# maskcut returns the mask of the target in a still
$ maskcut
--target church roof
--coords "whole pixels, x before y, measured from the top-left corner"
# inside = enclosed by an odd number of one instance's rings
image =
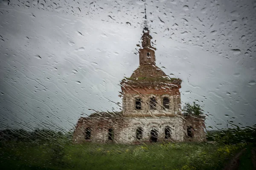
[[[144,85],[152,85],[152,83],[156,85],[162,83],[180,85],[181,81],[178,78],[170,78],[159,67],[151,65],[140,65],[134,72],[131,77],[125,78],[123,79],[122,82],[134,85],[138,83],[141,84],[142,83]]]
[[[139,77],[163,78],[167,76],[157,66],[154,65],[140,65],[134,72],[131,76],[131,79]]]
----------
◆ WHAT THE TASK ASKS ◆
Give every line of the data above as a JSON list of strings, one string per line, with blank lines and the picture placeholders left out.

◆ TASK RESULT ◆
[
  "# maskcut returns the mask of the target in a still",
  "$ maskcut",
  "--target church roof",
  "--coords \"whole pixels, x before y, measured from the top-left corner\"",
  "# inside = enclosed by an odd number of one instance's rings",
  "image =",
  "[[[144,85],[152,85],[152,83],[156,85],[162,83],[180,85],[181,81],[178,78],[170,78],[159,67],[151,65],[140,65],[134,72],[131,77],[125,78],[123,79],[122,82],[134,85],[138,83],[141,84],[142,83]]]",
  "[[[139,77],[163,78],[167,76],[157,66],[154,65],[140,65],[134,72],[131,76],[131,79]]]"
]